Instruction> Transcribe the records that follow exactly. Skip the pictures.

Supplied entries>

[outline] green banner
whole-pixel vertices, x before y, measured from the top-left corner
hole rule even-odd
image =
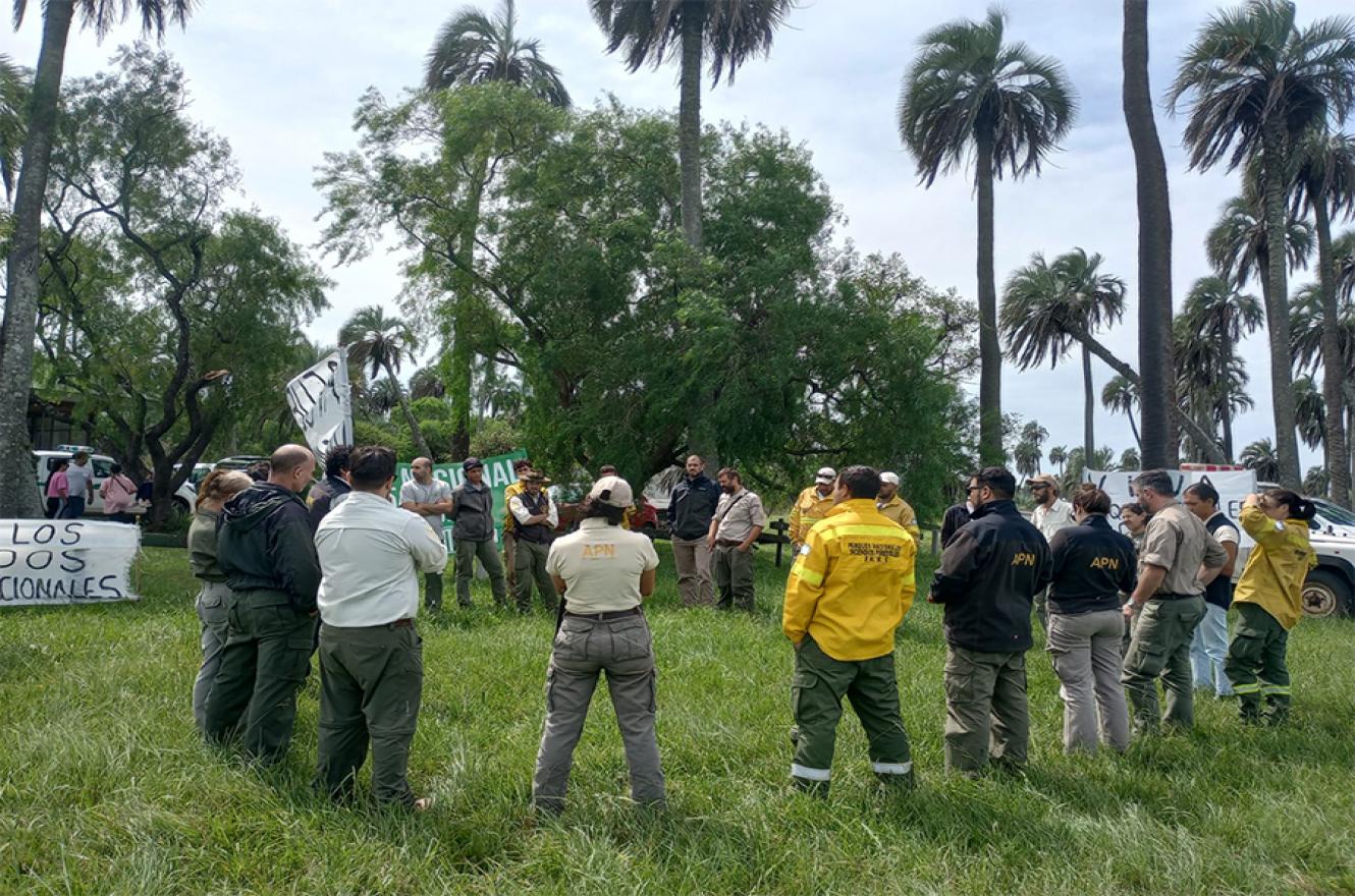
[[[495,497],[495,540],[503,541],[503,525],[504,525],[504,489],[507,489],[514,482],[518,482],[518,474],[512,471],[512,463],[527,456],[526,448],[516,448],[507,455],[499,455],[496,457],[481,457],[480,460],[485,464],[485,478],[484,483],[489,486],[489,491]],[[438,463],[432,466],[434,479],[442,479],[453,489],[457,489],[466,479],[466,474],[462,471],[459,463]],[[390,499],[394,503],[400,503],[400,490],[406,483],[413,480],[415,474],[409,464],[400,463],[396,464],[396,487],[390,490]],[[443,517],[443,532],[442,540],[447,544],[447,550],[451,551],[451,520]]]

Result for this task>
[outline] green banner
whole-pixel vertices, x before y, measured from the top-left corner
hole rule even-odd
image =
[[[495,497],[495,540],[503,541],[503,525],[504,525],[504,489],[507,489],[514,482],[518,482],[518,474],[512,471],[512,463],[527,456],[526,448],[516,448],[507,455],[499,455],[496,457],[481,457],[480,460],[485,464],[485,478],[484,483],[489,486],[489,491]],[[438,463],[432,466],[434,479],[442,479],[453,489],[457,489],[466,479],[466,474],[462,471],[459,463]],[[390,499],[394,503],[400,503],[400,490],[406,483],[413,480],[415,474],[409,464],[400,463],[396,464],[396,487],[390,490]],[[443,517],[443,532],[442,540],[447,544],[447,550],[451,551],[451,520]]]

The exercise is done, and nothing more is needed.